— start Provided entries —
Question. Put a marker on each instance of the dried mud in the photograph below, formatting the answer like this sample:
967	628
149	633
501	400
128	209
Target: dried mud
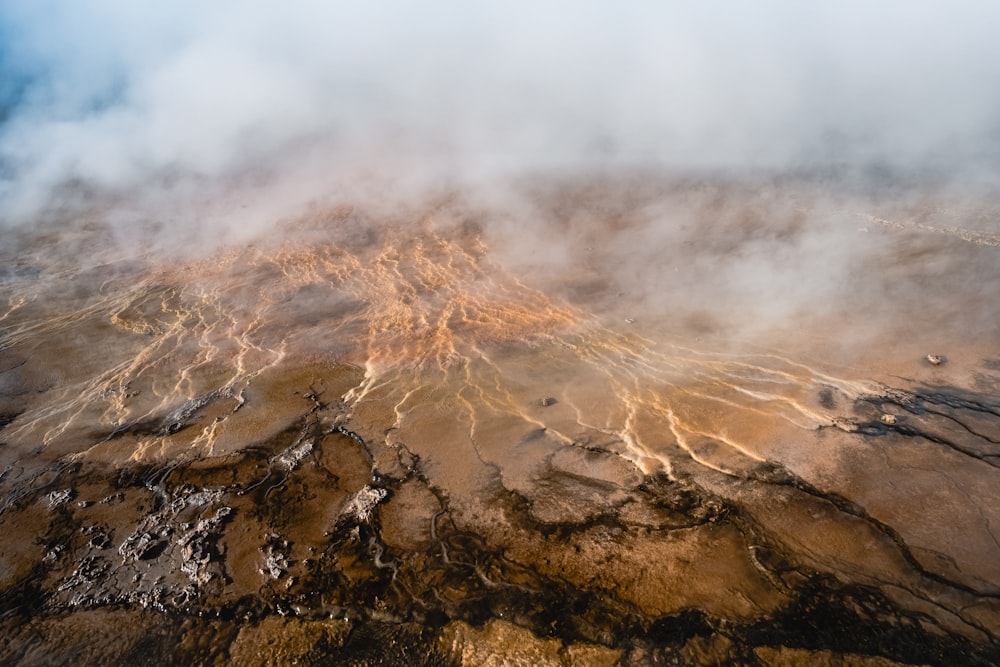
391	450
— end Provided entries —
— start Provided entries —
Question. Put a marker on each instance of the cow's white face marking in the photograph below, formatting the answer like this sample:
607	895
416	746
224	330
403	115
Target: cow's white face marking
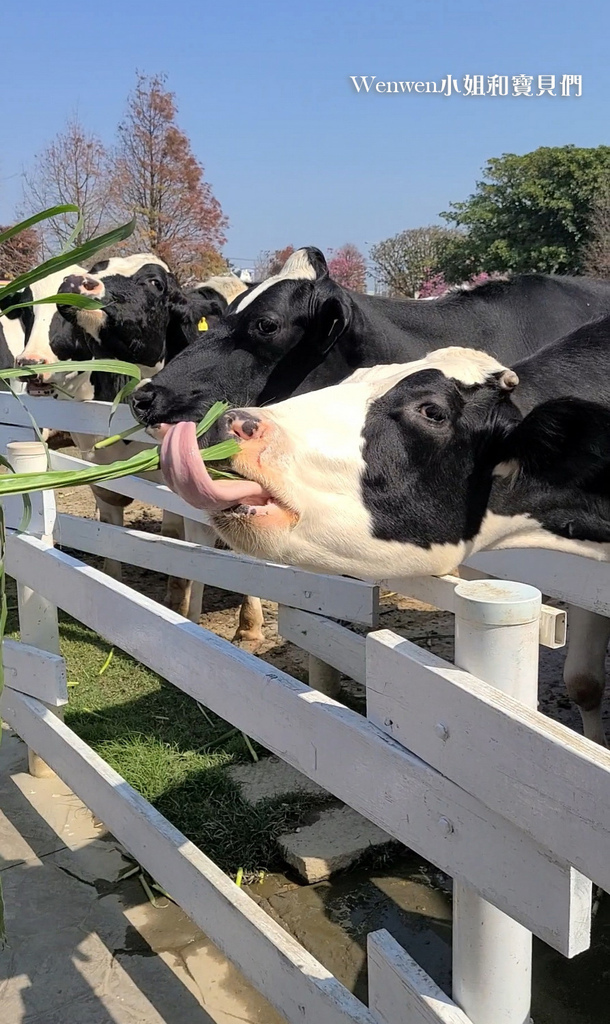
— end Provided entries —
— start Provided entries —
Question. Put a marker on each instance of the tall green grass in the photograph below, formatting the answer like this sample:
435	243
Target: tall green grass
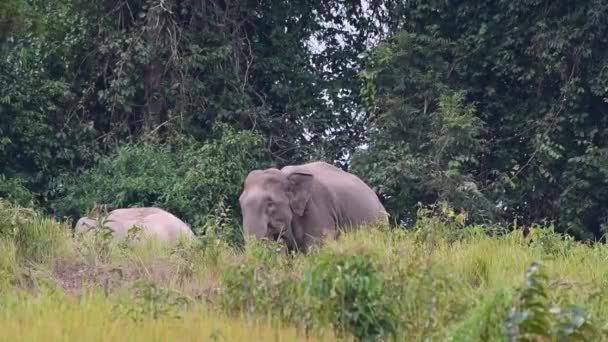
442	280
— end Provided entries —
Task description
Which lines of the records contain the word "face"? Show each of them in full.

Result of this task
Question. Put a marker on each instance of the cow's white face marking in the photograph below, formatting the answer like this sample:
Target: cow's white face marking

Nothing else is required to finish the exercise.